* [PROMPT] Format every line of the data below as a JSON array of strings, one string per line, and leave out any blank lines.

* [Raw data]
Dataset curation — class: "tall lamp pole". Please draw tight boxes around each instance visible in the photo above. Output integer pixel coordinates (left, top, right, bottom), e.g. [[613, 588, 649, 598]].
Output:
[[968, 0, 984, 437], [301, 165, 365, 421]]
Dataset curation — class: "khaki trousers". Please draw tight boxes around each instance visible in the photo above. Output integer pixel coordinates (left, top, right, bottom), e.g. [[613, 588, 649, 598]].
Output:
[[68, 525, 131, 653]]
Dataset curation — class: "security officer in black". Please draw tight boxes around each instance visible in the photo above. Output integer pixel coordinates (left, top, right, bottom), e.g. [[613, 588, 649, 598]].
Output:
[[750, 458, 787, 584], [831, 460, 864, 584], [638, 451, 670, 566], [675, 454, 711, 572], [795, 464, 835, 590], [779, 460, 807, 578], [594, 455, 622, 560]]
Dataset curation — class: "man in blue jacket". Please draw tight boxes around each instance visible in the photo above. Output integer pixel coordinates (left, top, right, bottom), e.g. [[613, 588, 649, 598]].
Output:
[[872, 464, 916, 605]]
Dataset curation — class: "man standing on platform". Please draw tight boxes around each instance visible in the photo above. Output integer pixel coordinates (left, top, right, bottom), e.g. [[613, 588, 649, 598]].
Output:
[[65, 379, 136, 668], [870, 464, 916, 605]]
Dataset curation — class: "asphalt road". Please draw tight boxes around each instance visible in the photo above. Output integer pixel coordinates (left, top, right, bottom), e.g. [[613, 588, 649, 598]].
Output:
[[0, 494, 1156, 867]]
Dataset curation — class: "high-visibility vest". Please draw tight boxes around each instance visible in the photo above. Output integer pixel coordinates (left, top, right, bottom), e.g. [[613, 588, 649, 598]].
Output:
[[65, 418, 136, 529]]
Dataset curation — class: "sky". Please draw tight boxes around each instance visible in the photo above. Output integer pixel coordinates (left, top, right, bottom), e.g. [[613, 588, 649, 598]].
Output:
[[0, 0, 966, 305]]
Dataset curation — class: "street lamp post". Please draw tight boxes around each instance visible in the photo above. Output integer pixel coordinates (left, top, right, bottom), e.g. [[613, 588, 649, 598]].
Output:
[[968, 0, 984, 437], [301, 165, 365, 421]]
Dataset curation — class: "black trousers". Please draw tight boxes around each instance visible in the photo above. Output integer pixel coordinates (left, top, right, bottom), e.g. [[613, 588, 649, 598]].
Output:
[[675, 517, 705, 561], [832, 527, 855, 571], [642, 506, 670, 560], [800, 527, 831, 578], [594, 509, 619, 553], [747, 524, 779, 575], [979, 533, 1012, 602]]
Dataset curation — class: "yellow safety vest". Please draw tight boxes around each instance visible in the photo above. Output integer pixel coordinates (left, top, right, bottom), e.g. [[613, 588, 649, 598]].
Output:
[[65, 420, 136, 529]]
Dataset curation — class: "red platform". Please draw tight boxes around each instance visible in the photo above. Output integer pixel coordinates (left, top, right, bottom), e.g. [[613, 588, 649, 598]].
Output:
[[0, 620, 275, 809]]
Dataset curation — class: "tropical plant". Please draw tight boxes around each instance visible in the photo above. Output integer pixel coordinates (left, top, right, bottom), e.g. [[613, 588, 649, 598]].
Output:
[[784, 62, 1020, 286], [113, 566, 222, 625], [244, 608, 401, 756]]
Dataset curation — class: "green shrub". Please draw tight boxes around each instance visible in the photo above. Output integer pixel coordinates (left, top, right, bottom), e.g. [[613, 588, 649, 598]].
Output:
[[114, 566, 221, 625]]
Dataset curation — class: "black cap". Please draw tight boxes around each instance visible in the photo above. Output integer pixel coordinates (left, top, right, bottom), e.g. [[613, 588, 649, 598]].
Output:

* [EXERCISE OUTPUT]
[
  "Dataset curation — class: \"tall lamp pole\". Please draw tight boxes around each instance visible in the photo above. Output integer pixel coordinates (left, top, right, bottom), e.g. [[613, 588, 649, 598]].",
  "Output:",
  "[[968, 0, 984, 437], [301, 165, 365, 421]]",
  "Dataset curation — class: \"khaki trousers\". Please draw tight boxes around each instance visible in the photo above. Output integer pixel coordinates (left, top, right, bottom), e.g. [[613, 588, 649, 598]].",
  "Output:",
  "[[68, 525, 131, 653]]",
  "Dataset curation — class: \"security officer in black\". Please draw tight boxes around each instance visible in the photo above. Output integer pixel coordinates (left, top, right, bottom), e.g. [[613, 588, 649, 598]].",
  "Output:",
  "[[750, 458, 787, 584], [831, 460, 864, 584], [638, 451, 670, 566], [675, 454, 711, 572], [795, 464, 835, 590], [779, 460, 807, 578], [594, 455, 622, 560]]",
  "Dataset curation — class: \"man in blue jacket\". Please draw tight boxes around each instance visible in the photo above. Output integer pixel coordinates (left, top, right, bottom), e.g. [[613, 588, 649, 598]].",
  "Output:",
  "[[872, 464, 916, 605]]",
  "Dataset curation — class: \"man standing on platform\". Please draw tight boxes around each instance visible in the photo above. Output integer pixel coordinates (left, top, right, bottom), e.g. [[613, 588, 649, 598]].",
  "Output:",
  "[[65, 379, 136, 668], [870, 464, 916, 605]]",
  "Dataset curation — class: \"asphalt road\". Please draw tight boxes around each instance visible in the photo above. Output integer pixel coordinates (left, top, right, bottom), e.g. [[613, 588, 649, 598]].",
  "Output:",
  "[[0, 494, 1156, 867]]",
  "Dataset curation — class: \"high-visibility vest\". Please draw tight boxes around each instance visible in the photo above. Output integer pixel coordinates (left, top, right, bottom), e.g. [[613, 588, 649, 598]].",
  "Output:",
  "[[65, 418, 136, 529]]",
  "Dataset curation — class: \"sky\". Please draw tight boxes around each instance visible in the photo above. Output integer pixel coordinates (left, top, right, bottom), e.g. [[613, 588, 649, 598]].",
  "Output:",
  "[[0, 0, 966, 305]]",
  "Dataset curation — class: \"street lamp post\". Please draw tight boxes around each instance visible in the photo above. Output integer pixel coordinates (left, top, right, bottom), e.g. [[613, 588, 649, 598]].",
  "Output:",
  "[[968, 0, 984, 437], [301, 165, 365, 421]]",
  "Dataset curation — class: \"black trousers\". Please draw tight boxes around each instance visible in the photo above. Output integer pixel coordinates (left, top, right, bottom), e.g. [[613, 588, 649, 598]].",
  "Output:",
  "[[675, 517, 705, 561], [832, 527, 855, 571], [642, 506, 670, 560], [800, 527, 831, 578], [594, 509, 619, 553], [747, 524, 779, 575], [979, 533, 1012, 602]]",
  "Dataset curation — class: \"yellow safety vest\". Please draw tight boxes around each instance visible in the photo above. Output integer pixel coordinates (left, top, right, bottom), e.g. [[613, 588, 649, 598]].",
  "Output:",
  "[[65, 420, 136, 529]]",
  "Dataset curation — class: \"red platform\". Please draw tight boxes around each instance visible in the photo above. Output integer pixel coordinates (left, top, right, bottom), e.g. [[613, 588, 649, 598]].",
  "Output:",
  "[[0, 620, 275, 809]]",
  "Dataset curation — class: \"tropical plant\". Please draw tight boxes around each instance visible in the photo above. Output integer pixel coordinates (left, top, right, bottom), e.g. [[613, 588, 649, 598]].",
  "Output:",
  "[[784, 62, 1020, 286], [113, 566, 222, 625], [244, 608, 401, 756]]",
  "Dataset curation — class: \"green shrub\". Please draw tight boxes around each instance visible in the photo above. Output integer pixel coordinates (left, top, right, bottom), e.g. [[613, 588, 649, 598]].",
  "Output:",
  "[[114, 566, 221, 625]]",
  "Dataset curation — class: \"black cap\". Please draw tight boxes around each instance visible in the photo above. Output integer pixel coordinates (left, top, right, bottom), e.g. [[613, 588, 649, 598]].",
  "Output:"
]